-- PROBLEM REQUIREMENTS --
Starting with the line that contains "positive clicks: (282, 153) (292, 111)" and stopping after the line that contains "box: [233, 82, 300, 168]", copy the entries below exactly. Include nothing else.
DATA EXCERPTS START
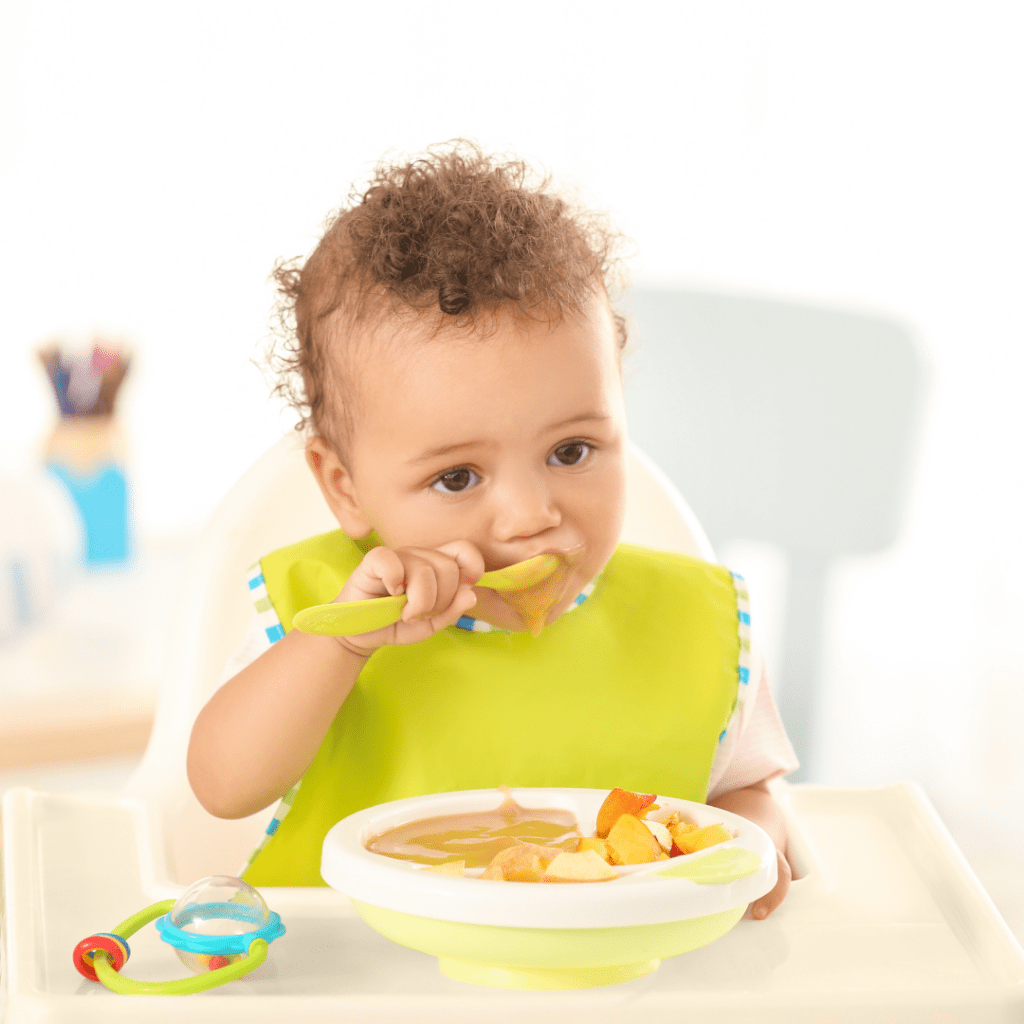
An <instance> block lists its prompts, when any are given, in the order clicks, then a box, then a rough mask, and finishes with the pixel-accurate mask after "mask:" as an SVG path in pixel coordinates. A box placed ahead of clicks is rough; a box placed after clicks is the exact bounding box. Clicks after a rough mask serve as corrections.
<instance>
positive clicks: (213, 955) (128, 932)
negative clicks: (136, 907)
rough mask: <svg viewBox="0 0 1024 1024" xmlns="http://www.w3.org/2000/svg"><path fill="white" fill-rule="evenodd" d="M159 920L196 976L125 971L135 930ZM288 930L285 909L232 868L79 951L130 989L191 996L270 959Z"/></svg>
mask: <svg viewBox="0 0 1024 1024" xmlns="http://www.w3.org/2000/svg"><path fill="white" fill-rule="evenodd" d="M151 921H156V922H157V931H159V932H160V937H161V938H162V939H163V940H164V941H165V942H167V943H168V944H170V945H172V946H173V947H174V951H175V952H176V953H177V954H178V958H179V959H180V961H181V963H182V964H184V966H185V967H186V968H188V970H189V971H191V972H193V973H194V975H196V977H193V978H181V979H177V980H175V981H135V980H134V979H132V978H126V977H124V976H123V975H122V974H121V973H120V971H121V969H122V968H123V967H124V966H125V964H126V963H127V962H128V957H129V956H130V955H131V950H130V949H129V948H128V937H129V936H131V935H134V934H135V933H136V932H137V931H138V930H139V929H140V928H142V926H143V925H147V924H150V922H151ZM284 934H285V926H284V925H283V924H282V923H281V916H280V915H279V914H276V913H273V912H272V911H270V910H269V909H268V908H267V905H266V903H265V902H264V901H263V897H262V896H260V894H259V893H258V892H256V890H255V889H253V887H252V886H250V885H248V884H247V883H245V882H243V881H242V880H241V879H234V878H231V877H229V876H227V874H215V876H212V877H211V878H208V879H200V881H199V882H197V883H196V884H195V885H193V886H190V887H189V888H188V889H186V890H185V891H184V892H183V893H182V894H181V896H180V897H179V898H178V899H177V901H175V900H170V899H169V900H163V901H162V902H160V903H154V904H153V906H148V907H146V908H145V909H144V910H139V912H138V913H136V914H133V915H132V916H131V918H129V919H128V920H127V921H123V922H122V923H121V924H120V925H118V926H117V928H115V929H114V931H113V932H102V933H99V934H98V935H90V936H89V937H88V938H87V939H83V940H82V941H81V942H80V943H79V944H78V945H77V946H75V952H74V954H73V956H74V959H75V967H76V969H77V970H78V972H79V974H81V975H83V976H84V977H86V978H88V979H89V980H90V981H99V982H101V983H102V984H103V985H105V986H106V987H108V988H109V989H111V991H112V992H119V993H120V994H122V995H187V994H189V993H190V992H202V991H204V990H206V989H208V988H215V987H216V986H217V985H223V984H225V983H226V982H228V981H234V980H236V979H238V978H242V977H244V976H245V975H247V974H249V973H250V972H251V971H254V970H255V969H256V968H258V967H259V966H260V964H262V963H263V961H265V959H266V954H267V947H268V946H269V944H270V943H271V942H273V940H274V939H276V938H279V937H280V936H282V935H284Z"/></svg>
DATA EXCERPTS END
DATA EXCERPTS START
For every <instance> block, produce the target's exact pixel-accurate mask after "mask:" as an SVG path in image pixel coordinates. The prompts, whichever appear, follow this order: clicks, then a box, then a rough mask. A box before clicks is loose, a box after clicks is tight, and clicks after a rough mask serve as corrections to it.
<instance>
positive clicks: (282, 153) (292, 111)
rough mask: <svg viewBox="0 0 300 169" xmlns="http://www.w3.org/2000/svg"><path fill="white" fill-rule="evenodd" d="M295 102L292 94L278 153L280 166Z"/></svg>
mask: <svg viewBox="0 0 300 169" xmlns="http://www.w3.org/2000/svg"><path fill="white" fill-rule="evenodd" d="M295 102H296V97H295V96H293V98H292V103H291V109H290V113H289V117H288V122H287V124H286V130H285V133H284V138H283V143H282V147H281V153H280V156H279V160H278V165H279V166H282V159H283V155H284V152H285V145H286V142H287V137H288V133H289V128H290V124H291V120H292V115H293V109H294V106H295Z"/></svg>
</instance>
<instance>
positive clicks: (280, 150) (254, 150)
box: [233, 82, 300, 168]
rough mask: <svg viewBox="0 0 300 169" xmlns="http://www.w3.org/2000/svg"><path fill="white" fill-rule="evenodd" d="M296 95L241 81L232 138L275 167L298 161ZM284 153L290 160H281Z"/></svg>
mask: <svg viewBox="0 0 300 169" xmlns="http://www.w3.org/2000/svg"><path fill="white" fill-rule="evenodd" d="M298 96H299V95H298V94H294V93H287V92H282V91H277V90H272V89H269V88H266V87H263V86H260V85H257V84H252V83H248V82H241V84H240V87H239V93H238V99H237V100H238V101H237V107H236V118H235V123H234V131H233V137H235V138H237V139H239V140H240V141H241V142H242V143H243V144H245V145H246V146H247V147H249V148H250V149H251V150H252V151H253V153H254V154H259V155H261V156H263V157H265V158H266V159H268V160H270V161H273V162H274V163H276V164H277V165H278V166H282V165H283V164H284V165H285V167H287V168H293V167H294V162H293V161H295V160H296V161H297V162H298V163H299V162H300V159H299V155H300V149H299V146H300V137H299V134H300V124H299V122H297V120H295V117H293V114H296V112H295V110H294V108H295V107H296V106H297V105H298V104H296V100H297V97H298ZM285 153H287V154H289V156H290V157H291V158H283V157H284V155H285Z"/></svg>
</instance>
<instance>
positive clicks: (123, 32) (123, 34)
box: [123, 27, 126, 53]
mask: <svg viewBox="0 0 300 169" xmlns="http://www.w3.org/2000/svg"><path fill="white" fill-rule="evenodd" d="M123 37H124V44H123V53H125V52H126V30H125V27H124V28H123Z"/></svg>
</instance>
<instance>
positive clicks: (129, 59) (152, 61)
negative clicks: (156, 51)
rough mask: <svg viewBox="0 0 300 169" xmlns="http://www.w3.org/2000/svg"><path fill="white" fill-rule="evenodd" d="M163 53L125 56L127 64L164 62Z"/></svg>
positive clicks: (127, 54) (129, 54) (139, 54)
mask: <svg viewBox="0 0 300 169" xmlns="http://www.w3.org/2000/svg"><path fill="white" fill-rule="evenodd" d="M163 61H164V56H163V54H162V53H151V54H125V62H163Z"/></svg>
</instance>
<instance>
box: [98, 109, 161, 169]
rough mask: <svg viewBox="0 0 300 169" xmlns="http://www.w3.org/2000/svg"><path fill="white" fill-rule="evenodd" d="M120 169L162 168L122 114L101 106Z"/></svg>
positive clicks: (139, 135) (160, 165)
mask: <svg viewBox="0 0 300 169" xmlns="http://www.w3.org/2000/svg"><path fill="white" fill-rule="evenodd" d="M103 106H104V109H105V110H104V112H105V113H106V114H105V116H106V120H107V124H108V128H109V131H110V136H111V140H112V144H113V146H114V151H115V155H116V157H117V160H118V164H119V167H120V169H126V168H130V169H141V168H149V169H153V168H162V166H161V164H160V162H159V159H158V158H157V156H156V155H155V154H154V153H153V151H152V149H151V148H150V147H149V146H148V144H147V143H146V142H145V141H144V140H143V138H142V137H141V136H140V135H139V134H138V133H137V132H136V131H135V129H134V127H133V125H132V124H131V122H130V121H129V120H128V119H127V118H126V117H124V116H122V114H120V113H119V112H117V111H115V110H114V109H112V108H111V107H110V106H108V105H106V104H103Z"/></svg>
DATA EXCERPTS END
-- YOUR SOLUTION --
positive clicks: (282, 153) (292, 111)
rough mask: <svg viewBox="0 0 300 169" xmlns="http://www.w3.org/2000/svg"><path fill="white" fill-rule="evenodd" d="M295 102L292 94L278 153L280 166Z"/></svg>
mask: <svg viewBox="0 0 300 169" xmlns="http://www.w3.org/2000/svg"><path fill="white" fill-rule="evenodd" d="M295 102H296V97H295V96H293V98H292V103H291V109H290V113H289V117H288V122H287V124H286V130H285V133H284V138H283V143H282V147H281V153H280V156H279V160H278V165H279V166H282V159H283V155H284V152H285V145H286V142H287V137H288V133H289V128H290V124H291V120H292V115H293V109H294V106H295Z"/></svg>
</instance>
<instance>
positive clicks: (280, 150) (254, 150)
box: [233, 82, 300, 168]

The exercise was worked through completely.